━━━ Data to use ━━━

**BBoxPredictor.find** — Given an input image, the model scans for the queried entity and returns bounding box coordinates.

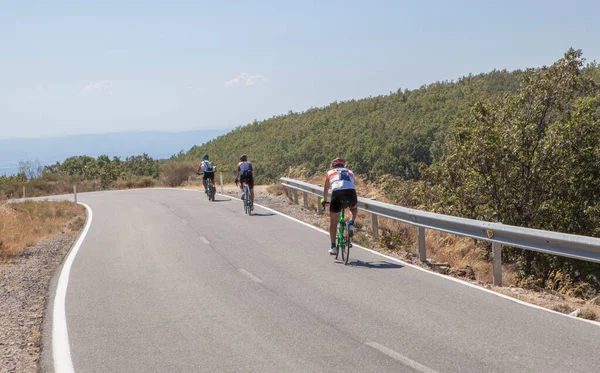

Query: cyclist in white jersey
[197,154,216,194]
[321,158,358,255]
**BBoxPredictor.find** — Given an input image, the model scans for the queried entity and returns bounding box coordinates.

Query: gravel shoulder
[1,233,79,373]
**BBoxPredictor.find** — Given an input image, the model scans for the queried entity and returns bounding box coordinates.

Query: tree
[18,159,43,180]
[429,49,600,293]
[122,153,159,178]
[59,156,100,180]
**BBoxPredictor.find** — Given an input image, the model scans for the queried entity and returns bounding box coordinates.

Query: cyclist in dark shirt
[235,154,254,207]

━━━

Work instructions:
Write the full listing out again with every line unchanged, but include no pictures.

Reply to the task:
**BBoxPredictor.find** — Given an input image, the model scans for the queried entity and returns bounding box coordinates.


Query: cyclist in white jersey
[197,154,216,194]
[321,158,358,255]
**BBoxPredictor.find** — Given an input image, the model scans for the queried entity and returns bounding box coordinates.

Query: gravel shoulder
[1,233,79,373]
**BBoxPredictor.find** — Given an input image, the model scans for the queried entity and returns bounding box coordinates.

Query: tree
[18,159,43,180]
[429,49,600,293]
[122,153,159,178]
[59,156,100,180]
**BBoxPredictor.find** — Given an input image, the model scans for the queried entity and returns bounding box coordinates.

Query: cyclist in dark shirt
[235,154,254,207]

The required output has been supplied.